- [ABOUT THIS EXERCISE]
In the Kiwibank discussion, which product does the commenter who was at Kiwibank call a foolish choice for a new core system?

Perhaps Microsoft’s decision to build a NZ-based data centre could ease some regulatory pains associated with a cloud banking strategy.

As I understand it, Microsoft are building a "datacentre region". They will likely be co-locating in an existing datacentre.

Yeah, I think the PM got a little ahead of herself.

Has any of this difficulty at Kiwibank stemmed from the lack of support during the Key led coaltion governments? One had the distinct impression KB was kneecapped in order to keep it sidelined while the Aussie banks had a free for all. Considering where Key ended up after his political career you really do have to wonder....

Doubt it. Kiwibank never envisioned growing as large as they did as quickly as they did. Investment decisions early on in cheap but functional infrastructure came back to bite them.

I was at KB at the time. It was extremely poor decision making coupled with some additionally poor leadership. The foolish idea of seeing SAP's Banking Services "solution" as a viable option for a new core system basically is what kicked everything over.

COVID was created in a lab, or related to 5G?
Vaccinations that give you autism?
Area 51 is a secret UFO base?
Kiwibank secretly kneecapped?Silly conspiracy theories, all of them.
Key's been gone for years. As they said in Frozen -let it go

Lol...if I'm replying to someone quoting cartoon movies it does make me wonder...regardless KB was clearly held back from business banking and the government wouldn't extend funding to develop the business as fast as it could well have been. Everyone can see Key is simply a toady for the big banks.

And closet happy clapper

What happened to all the talk of Kiwibank buying BNZ a few months ago? That looked like an obvious strategy to get a bonus new core banking system as a result and align (or move) their internal systems with BNZ?

That was due to a slow news day in the media. And any merger with BNZ would mean they'd be dealing with core systems already older (but more scalable) than what Kiwibank has now. Funnily enough, I understand they both have the same credit card core system and are actually both looking at doing a replacement for their primary core banking systems from the same vendor.

OK I had read that BNZ put a new core in around 2017 or at least there was a project to do so - assumed it had gone live by now...

Beware the ides of March. It was apparently notable for the Romans as a deadline for settling debts. Unfortunately those “out of the know” will probably have to wait until May (?) for analysis of the banks’ freshly minted collective provisions and expensing for non performing loans for the 6 months ending March. Knees together after that for June. In the meantime keep a close eye on actions of “those in the know” even if only for interest as a powerless observer.

- [DATA EXTRACT]
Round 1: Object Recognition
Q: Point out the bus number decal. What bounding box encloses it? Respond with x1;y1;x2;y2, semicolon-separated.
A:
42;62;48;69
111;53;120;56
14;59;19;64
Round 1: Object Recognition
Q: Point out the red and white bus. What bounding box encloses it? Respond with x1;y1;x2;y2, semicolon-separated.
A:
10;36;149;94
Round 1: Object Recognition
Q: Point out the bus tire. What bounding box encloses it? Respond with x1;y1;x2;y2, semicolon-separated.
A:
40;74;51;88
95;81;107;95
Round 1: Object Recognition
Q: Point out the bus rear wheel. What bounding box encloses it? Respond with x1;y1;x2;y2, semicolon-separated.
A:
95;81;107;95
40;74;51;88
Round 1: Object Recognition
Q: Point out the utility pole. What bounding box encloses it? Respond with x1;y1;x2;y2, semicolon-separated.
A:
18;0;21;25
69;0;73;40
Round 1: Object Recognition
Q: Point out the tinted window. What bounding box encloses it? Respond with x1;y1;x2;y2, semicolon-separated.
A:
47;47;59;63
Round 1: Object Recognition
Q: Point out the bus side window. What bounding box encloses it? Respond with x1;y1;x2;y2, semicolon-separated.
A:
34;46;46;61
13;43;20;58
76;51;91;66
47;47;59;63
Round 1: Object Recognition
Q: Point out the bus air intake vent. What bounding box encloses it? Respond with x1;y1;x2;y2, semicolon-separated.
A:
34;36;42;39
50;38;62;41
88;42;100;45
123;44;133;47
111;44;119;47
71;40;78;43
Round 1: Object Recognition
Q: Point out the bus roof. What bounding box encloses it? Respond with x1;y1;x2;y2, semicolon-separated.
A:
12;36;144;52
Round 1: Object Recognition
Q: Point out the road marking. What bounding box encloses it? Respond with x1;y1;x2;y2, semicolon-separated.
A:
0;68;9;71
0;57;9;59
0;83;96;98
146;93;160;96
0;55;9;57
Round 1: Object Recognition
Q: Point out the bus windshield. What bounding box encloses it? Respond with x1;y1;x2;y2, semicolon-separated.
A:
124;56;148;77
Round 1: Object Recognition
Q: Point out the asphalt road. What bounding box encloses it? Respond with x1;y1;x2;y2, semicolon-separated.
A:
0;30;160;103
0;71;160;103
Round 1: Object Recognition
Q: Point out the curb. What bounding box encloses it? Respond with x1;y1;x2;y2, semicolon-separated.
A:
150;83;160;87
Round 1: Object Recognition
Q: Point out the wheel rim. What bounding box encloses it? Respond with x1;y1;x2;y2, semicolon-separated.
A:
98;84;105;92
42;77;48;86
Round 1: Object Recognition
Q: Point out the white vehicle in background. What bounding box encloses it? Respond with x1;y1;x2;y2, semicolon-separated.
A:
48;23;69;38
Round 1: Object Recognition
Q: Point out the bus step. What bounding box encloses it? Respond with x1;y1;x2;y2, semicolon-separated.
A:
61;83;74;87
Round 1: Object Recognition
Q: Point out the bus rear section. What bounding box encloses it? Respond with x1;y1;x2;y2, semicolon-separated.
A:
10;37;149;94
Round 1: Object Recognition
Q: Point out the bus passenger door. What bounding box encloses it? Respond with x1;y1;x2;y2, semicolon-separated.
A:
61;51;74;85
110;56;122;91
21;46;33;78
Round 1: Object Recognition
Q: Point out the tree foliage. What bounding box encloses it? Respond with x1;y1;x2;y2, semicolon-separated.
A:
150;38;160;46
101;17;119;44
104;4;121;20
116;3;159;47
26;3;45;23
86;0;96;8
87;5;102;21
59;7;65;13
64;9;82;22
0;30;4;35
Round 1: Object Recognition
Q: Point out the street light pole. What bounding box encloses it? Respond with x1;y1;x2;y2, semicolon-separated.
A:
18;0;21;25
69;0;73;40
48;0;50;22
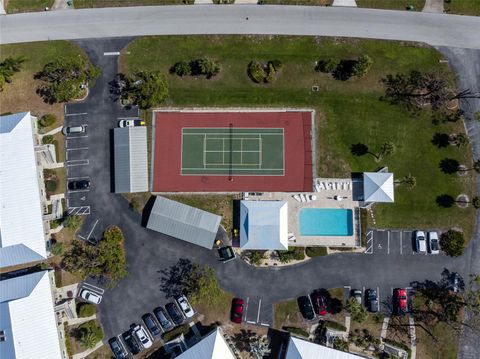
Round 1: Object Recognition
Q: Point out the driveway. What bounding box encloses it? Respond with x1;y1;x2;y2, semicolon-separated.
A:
0;5;480;49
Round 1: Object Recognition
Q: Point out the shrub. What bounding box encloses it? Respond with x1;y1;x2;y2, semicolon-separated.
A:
282;327;310;338
248;61;265;83
306;247;328;258
38;113;57;127
440;229;465;257
77;303;97;318
170;61;192;76
45;179;57;193
315;59;338;73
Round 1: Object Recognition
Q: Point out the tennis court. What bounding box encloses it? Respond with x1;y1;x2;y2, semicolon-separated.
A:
181;127;285;176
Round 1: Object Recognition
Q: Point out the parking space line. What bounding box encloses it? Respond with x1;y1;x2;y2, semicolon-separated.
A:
257;298;262;323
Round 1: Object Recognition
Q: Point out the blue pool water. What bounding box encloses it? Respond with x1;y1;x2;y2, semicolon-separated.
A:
300;208;353;236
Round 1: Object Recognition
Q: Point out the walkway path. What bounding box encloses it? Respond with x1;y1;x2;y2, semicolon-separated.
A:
0;5;480;49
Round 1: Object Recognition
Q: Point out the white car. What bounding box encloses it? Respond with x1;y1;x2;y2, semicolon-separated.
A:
428;232;440;254
80;289;102;304
175;295;195;318
118;120;145;127
132;324;153;349
415;231;427;253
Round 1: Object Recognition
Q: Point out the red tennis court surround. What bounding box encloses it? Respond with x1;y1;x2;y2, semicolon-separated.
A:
153;111;313;192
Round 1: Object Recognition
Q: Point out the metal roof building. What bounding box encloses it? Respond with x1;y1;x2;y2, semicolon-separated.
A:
0;271;63;359
177;328;235;359
285;336;364;359
113;126;148;193
147;196;222;249
240;201;288;250
0;112;47;268
363;172;394;203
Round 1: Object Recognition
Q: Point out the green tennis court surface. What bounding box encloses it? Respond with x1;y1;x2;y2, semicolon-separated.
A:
182;128;285;176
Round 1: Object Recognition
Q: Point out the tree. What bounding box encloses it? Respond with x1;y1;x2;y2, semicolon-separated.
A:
0;56;27;92
353;55;373;78
440;229;465;257
35;56;100;104
345;298;368;323
63;214;82;231
170;61;192;76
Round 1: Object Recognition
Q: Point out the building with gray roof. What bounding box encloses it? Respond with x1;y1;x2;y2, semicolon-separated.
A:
147;196;222;249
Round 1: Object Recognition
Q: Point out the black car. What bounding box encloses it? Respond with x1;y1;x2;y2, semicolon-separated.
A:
142;313;162;336
365;289;378;313
153;307;175;332
165;303;183;325
108;337;128;359
68;180;90;191
297;295;315;320
122;330;140;355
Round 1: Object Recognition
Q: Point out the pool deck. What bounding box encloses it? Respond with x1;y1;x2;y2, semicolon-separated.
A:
248;178;358;247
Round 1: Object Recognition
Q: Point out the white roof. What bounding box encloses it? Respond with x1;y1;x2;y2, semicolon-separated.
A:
177;329;235;359
0;271;62;359
363;172;394;203
240;201;288;250
0;112;47;267
285;337;363;359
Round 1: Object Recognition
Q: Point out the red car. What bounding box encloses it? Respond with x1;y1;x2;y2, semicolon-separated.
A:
230;298;245;324
393;288;407;314
310;292;327;316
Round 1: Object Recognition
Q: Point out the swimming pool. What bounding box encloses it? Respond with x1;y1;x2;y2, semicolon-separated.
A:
300;208;353;236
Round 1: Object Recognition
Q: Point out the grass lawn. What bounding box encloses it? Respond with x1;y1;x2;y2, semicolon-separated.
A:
0;41;84;119
74;0;184;9
121;36;474;242
445;0;480;16
356;0;425;11
5;0;54;14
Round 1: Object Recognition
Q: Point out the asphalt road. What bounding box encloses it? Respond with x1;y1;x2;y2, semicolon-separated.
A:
0;5;480;49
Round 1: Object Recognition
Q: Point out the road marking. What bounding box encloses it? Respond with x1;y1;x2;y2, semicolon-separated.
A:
65;112;87;116
87;219;98;241
257;299;262;323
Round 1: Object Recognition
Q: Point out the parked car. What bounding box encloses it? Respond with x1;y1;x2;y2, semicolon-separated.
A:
62;125;87;135
352;289;362;305
153;307;175;332
165;302;184;325
297;295;315;320
122;330;140;355
118;120;145;127
68;180;90;191
108;337;128;359
310;292;327;316
365;289;378;313
142;313;162;336
230;298;245;324
132;324;153;349
175;295;195;318
428;232;440;254
393;288;408;315
415;231;427;253
80;288;102;304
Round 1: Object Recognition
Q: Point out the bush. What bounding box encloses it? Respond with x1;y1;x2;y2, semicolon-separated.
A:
77;303;97;318
440;229;465;257
306;247;328;258
45;179;57;193
162;324;190;342
248;61;265;83
282;327;310;338
170;61;192;76
38;113;57;128
315;59;338;73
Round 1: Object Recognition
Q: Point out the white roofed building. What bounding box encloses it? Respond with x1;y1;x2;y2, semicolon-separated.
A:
0;112;47;268
0;271;63;359
240;201;288;250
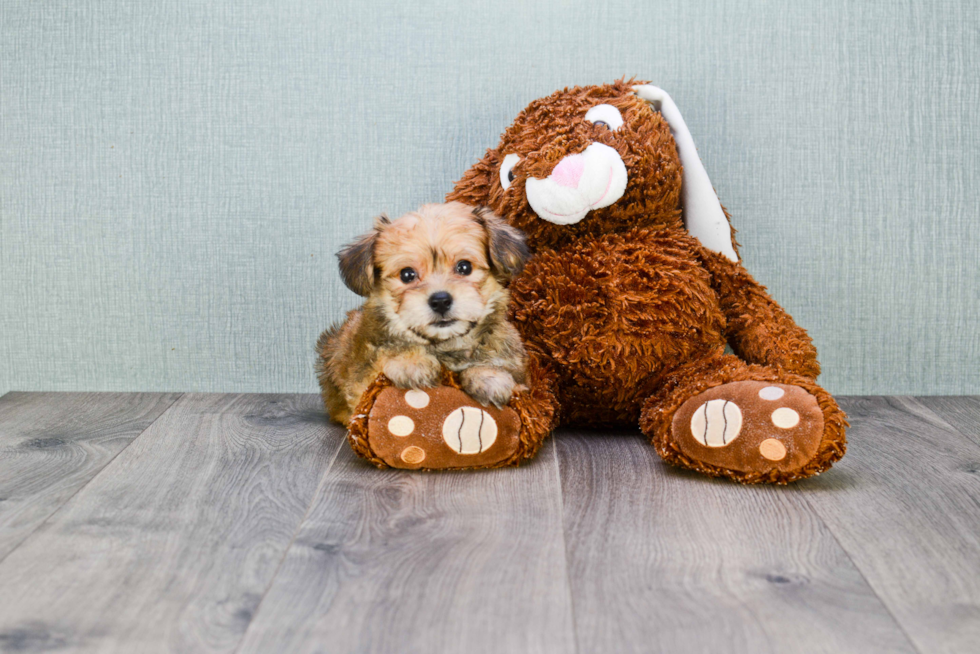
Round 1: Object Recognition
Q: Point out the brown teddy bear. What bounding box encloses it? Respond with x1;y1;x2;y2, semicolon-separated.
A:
326;80;847;483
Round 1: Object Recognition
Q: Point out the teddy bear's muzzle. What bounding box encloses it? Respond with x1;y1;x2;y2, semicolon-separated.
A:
525;143;628;225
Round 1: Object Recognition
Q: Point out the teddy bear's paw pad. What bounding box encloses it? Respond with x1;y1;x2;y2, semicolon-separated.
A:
671;381;823;472
368;386;520;470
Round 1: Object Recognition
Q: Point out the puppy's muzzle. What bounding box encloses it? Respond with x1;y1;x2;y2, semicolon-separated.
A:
429;291;453;316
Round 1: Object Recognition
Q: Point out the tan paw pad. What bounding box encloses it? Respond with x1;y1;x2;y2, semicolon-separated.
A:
691;400;742;447
388;416;415;436
402;445;425;466
671;381;824;473
442;406;497;454
368;386;521;470
759;438;786;461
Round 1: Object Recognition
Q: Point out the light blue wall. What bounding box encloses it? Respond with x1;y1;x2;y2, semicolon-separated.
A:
0;0;980;394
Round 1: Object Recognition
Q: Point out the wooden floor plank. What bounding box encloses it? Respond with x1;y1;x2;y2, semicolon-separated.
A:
0;395;342;654
0;393;179;561
915;395;980;445
794;397;980;652
557;432;914;653
241;444;573;654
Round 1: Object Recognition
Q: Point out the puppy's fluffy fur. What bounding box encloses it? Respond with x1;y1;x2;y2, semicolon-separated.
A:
317;202;530;423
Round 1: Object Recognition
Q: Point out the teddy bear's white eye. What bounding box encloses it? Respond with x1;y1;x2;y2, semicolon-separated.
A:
500;154;521;191
585;104;623;132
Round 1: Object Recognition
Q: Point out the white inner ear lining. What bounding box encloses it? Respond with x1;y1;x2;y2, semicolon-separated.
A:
633;84;738;261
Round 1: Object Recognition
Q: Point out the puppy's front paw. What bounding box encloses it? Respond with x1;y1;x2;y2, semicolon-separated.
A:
459;366;514;409
382;354;442;388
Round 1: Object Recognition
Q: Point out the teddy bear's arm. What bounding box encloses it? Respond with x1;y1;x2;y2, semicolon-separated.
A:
701;249;820;379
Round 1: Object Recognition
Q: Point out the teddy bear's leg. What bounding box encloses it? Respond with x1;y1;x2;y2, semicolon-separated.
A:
347;360;557;470
640;350;847;484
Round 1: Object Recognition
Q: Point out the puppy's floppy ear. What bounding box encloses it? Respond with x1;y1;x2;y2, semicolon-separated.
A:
473;207;531;280
337;214;391;296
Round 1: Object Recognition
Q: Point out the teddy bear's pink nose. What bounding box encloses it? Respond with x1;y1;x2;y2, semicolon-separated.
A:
551;154;585;188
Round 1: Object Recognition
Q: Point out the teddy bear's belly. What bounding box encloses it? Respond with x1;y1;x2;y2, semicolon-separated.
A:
512;229;725;423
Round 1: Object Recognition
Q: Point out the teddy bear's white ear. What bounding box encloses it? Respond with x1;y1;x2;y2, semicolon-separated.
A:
633;84;738;261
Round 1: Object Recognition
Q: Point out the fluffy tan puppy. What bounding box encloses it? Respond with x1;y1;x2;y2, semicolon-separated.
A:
317;202;529;423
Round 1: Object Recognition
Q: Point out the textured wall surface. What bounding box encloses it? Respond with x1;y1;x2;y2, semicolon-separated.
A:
0;0;980;393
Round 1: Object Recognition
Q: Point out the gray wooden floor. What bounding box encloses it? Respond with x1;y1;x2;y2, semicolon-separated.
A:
0;393;980;654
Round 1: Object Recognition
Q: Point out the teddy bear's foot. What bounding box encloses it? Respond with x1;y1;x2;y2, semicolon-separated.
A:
367;386;521;470
670;381;824;474
640;355;847;484
347;373;553;470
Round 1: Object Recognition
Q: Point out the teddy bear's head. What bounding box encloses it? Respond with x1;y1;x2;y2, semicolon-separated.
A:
447;80;736;259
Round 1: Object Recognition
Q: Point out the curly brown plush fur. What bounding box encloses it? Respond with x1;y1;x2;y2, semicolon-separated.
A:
447;80;846;483
334;80;847;483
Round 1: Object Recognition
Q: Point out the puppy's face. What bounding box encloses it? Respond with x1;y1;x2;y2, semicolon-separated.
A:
339;202;528;342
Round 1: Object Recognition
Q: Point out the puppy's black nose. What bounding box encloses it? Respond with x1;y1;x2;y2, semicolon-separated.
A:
429;291;453;316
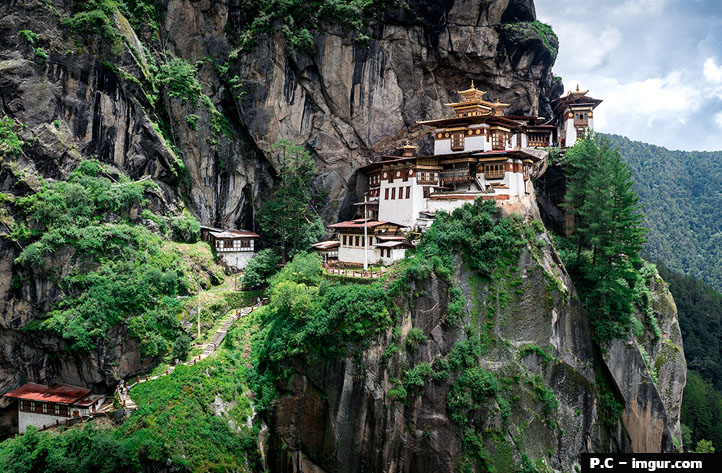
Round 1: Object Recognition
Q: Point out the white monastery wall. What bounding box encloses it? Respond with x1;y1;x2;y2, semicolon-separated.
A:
219;251;256;270
18;410;63;434
338;245;379;264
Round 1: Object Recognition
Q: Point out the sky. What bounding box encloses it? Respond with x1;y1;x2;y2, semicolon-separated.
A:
534;0;722;151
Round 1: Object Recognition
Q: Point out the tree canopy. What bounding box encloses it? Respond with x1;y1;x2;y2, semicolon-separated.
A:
258;140;325;262
564;134;646;341
605;135;722;291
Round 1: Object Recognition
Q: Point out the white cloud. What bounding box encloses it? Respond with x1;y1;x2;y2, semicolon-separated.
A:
703;57;722;84
553;22;623;71
613;0;669;15
569;71;705;135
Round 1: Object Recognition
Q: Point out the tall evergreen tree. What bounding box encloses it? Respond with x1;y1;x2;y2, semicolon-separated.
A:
258;140;325;263
564;134;646;341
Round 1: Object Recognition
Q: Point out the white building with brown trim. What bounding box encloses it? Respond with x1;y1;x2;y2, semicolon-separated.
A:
330;82;601;264
4;383;105;434
201;227;260;270
329;218;410;265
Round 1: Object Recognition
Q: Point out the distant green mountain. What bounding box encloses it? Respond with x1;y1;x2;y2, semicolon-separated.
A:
657;264;722;451
602;135;722;291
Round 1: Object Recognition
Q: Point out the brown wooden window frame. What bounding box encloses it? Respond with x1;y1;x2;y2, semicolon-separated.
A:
451;131;466;151
484;163;506;180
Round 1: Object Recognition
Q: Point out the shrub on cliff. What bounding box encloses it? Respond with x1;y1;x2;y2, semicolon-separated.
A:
563;134;646;342
241;248;278;289
13;160;205;357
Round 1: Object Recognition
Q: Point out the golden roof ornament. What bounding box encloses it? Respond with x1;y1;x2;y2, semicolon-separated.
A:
396;139;419;158
567;82;589;96
459;79;486;102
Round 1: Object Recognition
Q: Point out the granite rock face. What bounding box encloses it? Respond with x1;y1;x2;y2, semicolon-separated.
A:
262;197;632;473
0;0;561;398
0;0;684;464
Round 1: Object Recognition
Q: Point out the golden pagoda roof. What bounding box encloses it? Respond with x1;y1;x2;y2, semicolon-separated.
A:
444;80;509;113
396;140;418;149
567;84;589;95
458;79;486;102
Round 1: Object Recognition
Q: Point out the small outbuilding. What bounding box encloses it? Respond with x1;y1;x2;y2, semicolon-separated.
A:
4;383;105;434
201;227;260;270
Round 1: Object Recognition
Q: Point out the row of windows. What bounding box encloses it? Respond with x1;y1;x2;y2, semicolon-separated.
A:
384;186;411;200
217;240;251;248
418;171;437;181
341;235;374;247
484;163;504;179
19;399;70;417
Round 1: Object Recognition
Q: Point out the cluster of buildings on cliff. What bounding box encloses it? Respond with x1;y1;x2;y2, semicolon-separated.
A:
167;82;601;270
314;82;601;265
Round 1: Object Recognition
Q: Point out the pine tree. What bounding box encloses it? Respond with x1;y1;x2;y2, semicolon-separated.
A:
564;134;646;341
258;140;325;263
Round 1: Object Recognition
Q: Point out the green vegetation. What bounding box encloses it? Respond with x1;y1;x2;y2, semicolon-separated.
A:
531;20;561;55
499;20;561;57
241;248;278;289
0;350;260;473
558;135;646;343
658;263;722;388
155;57;203;105
63;0;163;41
13;161;199;357
18;30;38;46
681;370;722;450
227;0;398;53
251;253;396;409
63;0;120;40
0;117;25;158
258;140;326;262
606;135;722;291
0;424;135;473
658;263;722;451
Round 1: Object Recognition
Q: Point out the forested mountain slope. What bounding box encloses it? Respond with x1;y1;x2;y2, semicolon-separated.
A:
658;264;722;451
604;135;722;291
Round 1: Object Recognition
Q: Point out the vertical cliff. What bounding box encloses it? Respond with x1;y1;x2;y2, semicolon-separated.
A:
0;0;561;402
261;194;686;472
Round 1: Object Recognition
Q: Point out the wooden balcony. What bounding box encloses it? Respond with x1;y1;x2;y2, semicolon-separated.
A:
484;170;504;179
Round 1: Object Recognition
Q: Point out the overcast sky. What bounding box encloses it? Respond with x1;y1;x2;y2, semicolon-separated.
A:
534;0;722;150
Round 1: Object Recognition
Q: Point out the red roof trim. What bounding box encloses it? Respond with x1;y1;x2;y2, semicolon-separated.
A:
5;383;90;404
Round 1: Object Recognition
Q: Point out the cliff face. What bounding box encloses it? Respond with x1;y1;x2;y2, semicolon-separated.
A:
261;194;686;472
0;0;561;406
0;0;684;460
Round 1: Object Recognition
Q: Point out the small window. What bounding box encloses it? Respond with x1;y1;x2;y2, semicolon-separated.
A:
484;163;504;179
451;131;464;151
491;130;506;150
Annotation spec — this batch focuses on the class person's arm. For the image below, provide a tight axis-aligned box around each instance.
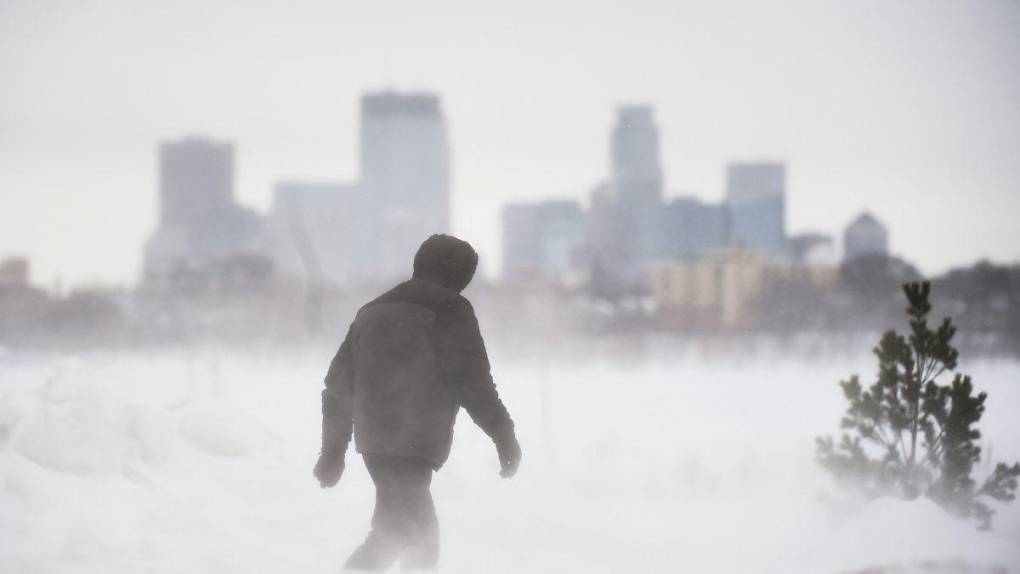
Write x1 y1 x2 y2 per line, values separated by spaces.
441 299 520 477
314 330 354 487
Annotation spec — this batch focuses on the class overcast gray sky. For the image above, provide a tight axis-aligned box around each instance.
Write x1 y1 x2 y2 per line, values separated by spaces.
0 0 1020 284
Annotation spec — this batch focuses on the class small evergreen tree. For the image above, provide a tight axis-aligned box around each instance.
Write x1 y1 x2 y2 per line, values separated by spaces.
817 281 1020 528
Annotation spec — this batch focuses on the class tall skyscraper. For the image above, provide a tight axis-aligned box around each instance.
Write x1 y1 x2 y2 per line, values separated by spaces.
361 92 450 280
144 138 265 285
843 211 888 261
589 106 663 285
159 138 234 225
610 106 662 203
726 162 786 259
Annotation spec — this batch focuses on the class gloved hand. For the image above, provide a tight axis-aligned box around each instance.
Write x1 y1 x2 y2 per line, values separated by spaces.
312 450 344 488
496 427 521 478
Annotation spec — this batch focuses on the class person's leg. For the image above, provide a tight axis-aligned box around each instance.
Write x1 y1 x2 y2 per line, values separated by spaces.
344 455 407 572
400 460 440 570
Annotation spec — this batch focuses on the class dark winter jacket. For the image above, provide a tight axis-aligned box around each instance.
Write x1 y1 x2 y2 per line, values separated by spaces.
322 236 513 469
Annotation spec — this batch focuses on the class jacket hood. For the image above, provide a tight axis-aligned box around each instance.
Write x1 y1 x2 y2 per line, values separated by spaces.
413 233 478 293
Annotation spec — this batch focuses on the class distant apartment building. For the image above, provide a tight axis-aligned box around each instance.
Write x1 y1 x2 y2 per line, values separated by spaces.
843 212 888 261
726 162 786 260
786 232 836 265
652 248 768 327
268 181 372 286
143 138 265 285
503 201 585 282
361 92 450 280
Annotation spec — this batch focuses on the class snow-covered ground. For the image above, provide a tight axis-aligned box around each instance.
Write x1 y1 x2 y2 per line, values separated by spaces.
0 350 1020 574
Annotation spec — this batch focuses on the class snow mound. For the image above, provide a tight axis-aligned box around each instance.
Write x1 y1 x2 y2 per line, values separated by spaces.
0 362 265 479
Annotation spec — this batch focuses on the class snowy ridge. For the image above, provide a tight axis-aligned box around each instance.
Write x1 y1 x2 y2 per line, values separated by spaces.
0 351 1020 574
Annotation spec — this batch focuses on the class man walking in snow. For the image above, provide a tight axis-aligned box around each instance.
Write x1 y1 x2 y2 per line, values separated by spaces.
315 234 520 571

- [WRITTEN SOLUTION]
SAP's Banking Services